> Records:
# # #

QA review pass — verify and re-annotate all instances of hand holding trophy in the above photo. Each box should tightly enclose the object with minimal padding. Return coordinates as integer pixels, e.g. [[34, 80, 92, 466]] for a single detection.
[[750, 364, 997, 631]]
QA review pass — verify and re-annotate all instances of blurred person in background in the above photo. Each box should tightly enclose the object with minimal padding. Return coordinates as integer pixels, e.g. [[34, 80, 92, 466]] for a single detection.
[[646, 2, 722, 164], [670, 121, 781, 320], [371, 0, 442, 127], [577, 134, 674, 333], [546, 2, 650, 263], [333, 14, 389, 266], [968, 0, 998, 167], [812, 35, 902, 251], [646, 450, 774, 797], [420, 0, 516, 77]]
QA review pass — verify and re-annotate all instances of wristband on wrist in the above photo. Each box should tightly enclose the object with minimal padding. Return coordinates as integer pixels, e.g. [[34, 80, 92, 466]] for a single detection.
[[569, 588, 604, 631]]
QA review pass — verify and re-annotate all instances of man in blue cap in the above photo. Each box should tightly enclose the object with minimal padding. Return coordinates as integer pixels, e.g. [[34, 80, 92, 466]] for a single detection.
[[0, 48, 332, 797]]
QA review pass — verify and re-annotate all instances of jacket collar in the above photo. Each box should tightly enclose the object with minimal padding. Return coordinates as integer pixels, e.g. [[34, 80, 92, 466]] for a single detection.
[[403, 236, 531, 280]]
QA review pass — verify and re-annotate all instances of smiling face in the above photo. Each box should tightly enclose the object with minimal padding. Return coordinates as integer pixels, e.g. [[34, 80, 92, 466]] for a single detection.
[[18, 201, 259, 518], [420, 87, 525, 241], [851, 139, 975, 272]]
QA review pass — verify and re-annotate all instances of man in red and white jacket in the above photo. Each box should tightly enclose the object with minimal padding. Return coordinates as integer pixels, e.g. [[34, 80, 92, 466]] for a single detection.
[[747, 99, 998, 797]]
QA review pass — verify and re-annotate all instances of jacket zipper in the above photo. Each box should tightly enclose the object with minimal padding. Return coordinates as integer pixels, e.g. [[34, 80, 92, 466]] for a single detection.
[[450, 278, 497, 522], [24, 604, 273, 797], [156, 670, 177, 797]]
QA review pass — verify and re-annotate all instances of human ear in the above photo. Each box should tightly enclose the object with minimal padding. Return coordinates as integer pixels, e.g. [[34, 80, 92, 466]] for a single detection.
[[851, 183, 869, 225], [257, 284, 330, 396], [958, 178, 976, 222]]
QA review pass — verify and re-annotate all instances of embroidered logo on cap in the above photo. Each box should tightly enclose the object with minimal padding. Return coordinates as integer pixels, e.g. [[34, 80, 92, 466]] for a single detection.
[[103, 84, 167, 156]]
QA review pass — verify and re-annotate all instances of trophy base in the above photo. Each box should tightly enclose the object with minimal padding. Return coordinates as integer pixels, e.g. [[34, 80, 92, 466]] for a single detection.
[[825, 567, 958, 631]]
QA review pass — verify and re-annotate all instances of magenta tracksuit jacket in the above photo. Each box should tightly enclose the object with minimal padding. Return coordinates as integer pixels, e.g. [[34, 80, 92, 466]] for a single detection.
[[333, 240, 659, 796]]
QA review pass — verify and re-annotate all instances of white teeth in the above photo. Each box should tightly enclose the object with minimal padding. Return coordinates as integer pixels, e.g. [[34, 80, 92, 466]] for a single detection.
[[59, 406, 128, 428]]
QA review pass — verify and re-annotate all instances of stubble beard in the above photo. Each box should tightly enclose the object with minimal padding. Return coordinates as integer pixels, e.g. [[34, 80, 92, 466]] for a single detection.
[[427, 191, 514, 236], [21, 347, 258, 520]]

# # #

> DIRECTION: Reproduce the records word for word.

> ANSWER TO THE PROBLEM:
QA review pass — verify and re-annotate all instances of hand holding trophy in the above photo. Each box should tightly enclose the object with minimal padding. Return coordinates as integer pixels, e.g. [[34, 80, 92, 466]] for a single detection.
[[750, 364, 997, 631]]
QA review pass — verify and re-annotate all instances of blurred person in background in the above photo. Each box should tightly enclose the object with minimal padding. Return coordinates as integer pixels, e.g. [[34, 80, 92, 466]] for a single detection.
[[646, 2, 722, 164], [670, 121, 781, 320], [371, 0, 442, 127], [577, 134, 674, 333], [546, 2, 650, 263], [333, 14, 389, 266], [968, 0, 998, 167], [812, 35, 902, 251], [646, 450, 774, 797], [420, 0, 516, 77]]
QA review pass — verify and re-annotate all instances of wristband on wrist in the above photo. Each box should tightly enclose the object with minimal padding. Return coordinates as integer pixels, e.g. [[34, 80, 92, 466]] for a single detection.
[[569, 588, 604, 631]]
QA review pass — verify and re-annotate all instances of man in blue cap in the above photo. Each box should tightly enclose the object with minimal padding. Return coordinates as integer pixels, e.g. [[34, 80, 92, 466]] for a single detection.
[[0, 48, 332, 797]]
QA review pass — verify and re-annotate all instances of jacket collar in the above photo. Each box should tightly enclose the object with minimal padding. Return coordinates as integer pixels, e.g. [[34, 80, 92, 466]] for a single detection.
[[403, 236, 531, 280]]
QA review pass — verify and re-annotate all instances of smiling face in the above photo. Each box should tightly enclose the object with minimal padding. Return coordinates as integer pixels, e.g. [[34, 80, 92, 466]] for a single detection.
[[18, 201, 259, 518], [420, 87, 525, 241], [851, 139, 975, 272]]
QA review pass — verify and re-annotate all instances of man in red and white jacket in the above photo. Each box should tightly enclose the object with minimal padding. Return coordinates as integer pixels, e.g. [[34, 80, 92, 466]] for a single detection.
[[747, 99, 998, 797]]
QA review pass — verify and re-annotate all instances of jacket zipper in the above photo. Each box should tightly enclose the object with minimal padding. Return coordinates as integer pixels, e.g. [[34, 80, 92, 466]] for a single detection.
[[450, 278, 497, 522], [24, 604, 273, 797], [156, 670, 177, 797]]
QA review pass — verify and re-annotate all instances of human ear in the above photo. Each box should tightly enclose the object with minimal padding. Return coordinates as integer pixels, e.g. [[34, 80, 92, 466]] for a single detection.
[[851, 183, 869, 225], [257, 284, 330, 396], [958, 178, 976, 222]]
QA review pass — verify and re-annotate all instances of embroidered logo on cap in the above photo. Each box should tightly enclose the object with minimal padding. Return coordinates as integer pixels, e.g. [[34, 80, 92, 466]] for a single detection.
[[103, 84, 167, 156]]
QA review pass — verify and re-annotate all instances of trophy base in the above photo. Each box should tightly enclose the object with minimal padding. Return coordinates as integer pixels, e.g. [[34, 80, 92, 466]] for a single detection.
[[825, 567, 958, 631]]
QA review pass — verify and re-annotate all instances of magenta tracksuit jacket in the above photo. Each box should tightly enclose the object with minimal padding. Return coordinates as integer pixels, e.g. [[34, 80, 92, 466]] for a single detection.
[[333, 240, 659, 796]]
QA review pass — verify and re-annotate all instances of white teeth in the above photo. Each box should tightly enclose the object with minimal padding. Return coordinates as integer pixels, e.g. [[34, 80, 92, 466]] for a single detection.
[[59, 406, 128, 428]]
QA review pass — verify and re-annotate all instances of stubble beard in the above photo. Each box should tightly enclose the object with minimal padding. Return coordinates as integer pixels, e.g. [[34, 80, 92, 466]] for a single detection.
[[427, 191, 514, 236], [21, 347, 258, 520]]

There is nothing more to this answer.